Also, I had the lower gasket replaced just out of warranty (that hurt). Then I noticed coolant leaking near the top of the engine in the vicinity of the water pump although I could not find the exact source of the leak. Oil has always checked out OK when changing it - no sign of any coolant in it at all. I went ahead and changed the waterpump (skipped draining the radiator step). Topped off the reservoir and bled the system. No more leaking and the reservoir has maintained a constant level for well over 1k miles now. I am keeping my fingers crossed on the intake gasket. The water pump was quite easy to change - a pleasant surprise. It was harder changing the battery!
Any way, we have really enjoyed this van and have had relatively few problems. I am thinking about trading out because it seems like more problems are starting to happen. In addition to the heated seat not working (and the wife loves that feature), I noticed that one of the power rear vent windows is not working. Any thoughts on that one?
#1308 of 1617 Re: DRIVER HEATED SEAT NOT WORKING Q [biggs2]
Jan 09, 2006 (2:17 pm)
++++++++
## Set exercise a:
Please arrange the listing lines between the line holding "Tag the diamond" and the line holding "[[577, 504]]", inclusive, as a numbered list. Skip blank lines and leave the pictures out.
The listing below is unrelated to the forum post.

## Exercise input:
++++++++
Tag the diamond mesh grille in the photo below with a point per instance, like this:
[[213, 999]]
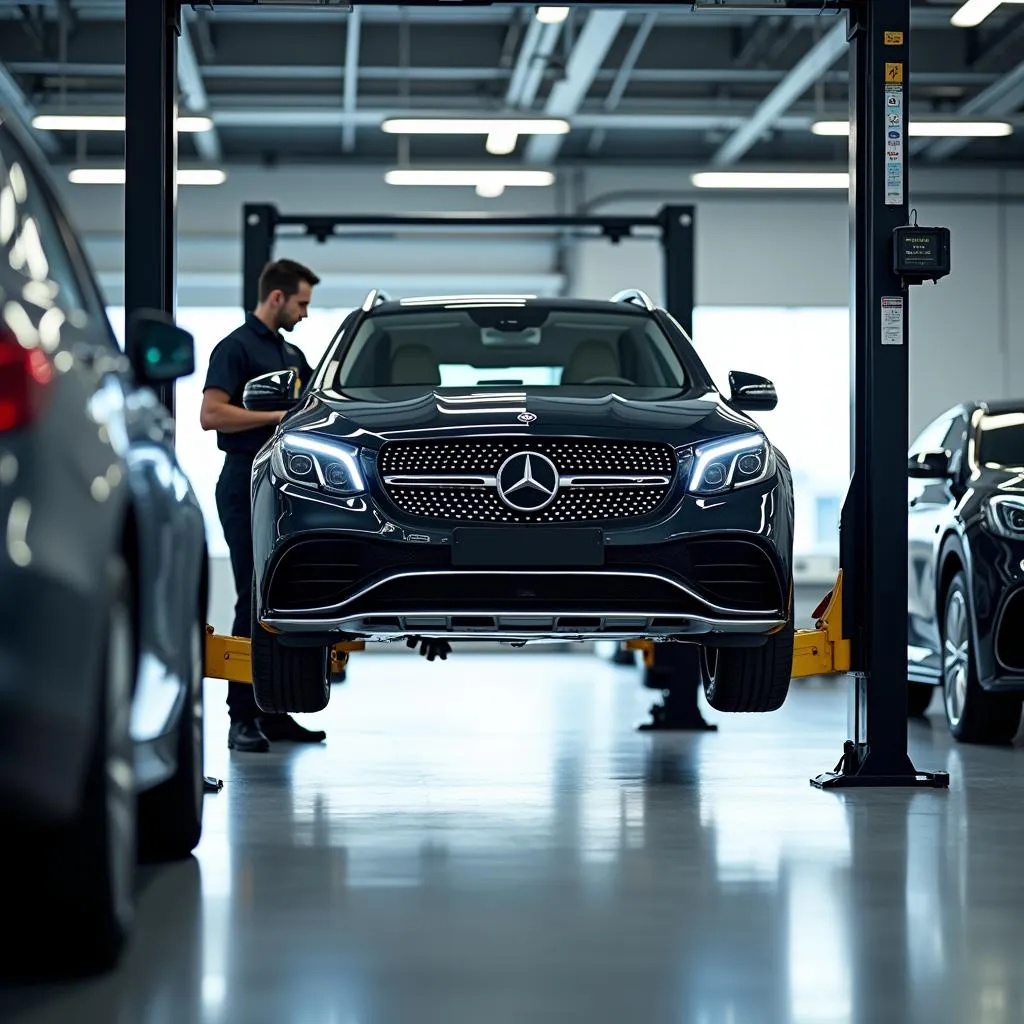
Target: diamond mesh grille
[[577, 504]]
++++++++
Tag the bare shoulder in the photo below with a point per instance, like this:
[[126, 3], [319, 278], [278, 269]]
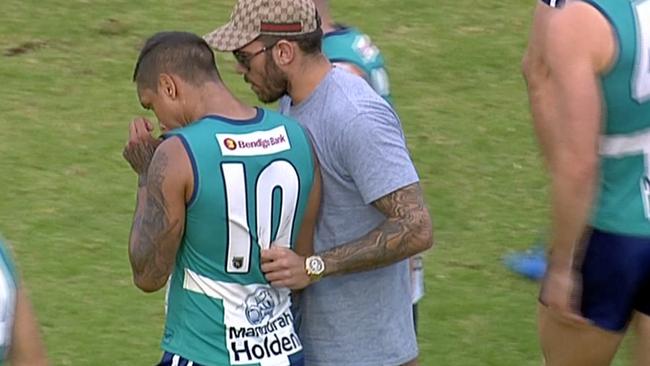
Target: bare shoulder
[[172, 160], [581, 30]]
++++++++
## Set exercise b:
Replace "van" with "minivan" in the forum post between "Any way, we" and "2006 (2:17 pm)", inclusive, and write out that stretch.

## Worked solution a:
1. Tag the diamond mesh grille in the photo below with a point per instance, like this:
2. [[213, 999]]
3. Target: diamond mesh grille
4. [[577, 504]]

## Worked solution b:
Any way, we have really enjoyed this minivan and have had relatively few problems. I am thinking about trading out because it seems like more problems are starting to happen. In addition to the heated seat not working (and the wife loves that feature), I noticed that one of the power rear vent windows is not working. Any thoughts on that one?
#1308 of 1617 Re: DRIVER HEATED SEAT NOT WORKING Q [biggs2]
Jan 09, 2006 (2:17 pm)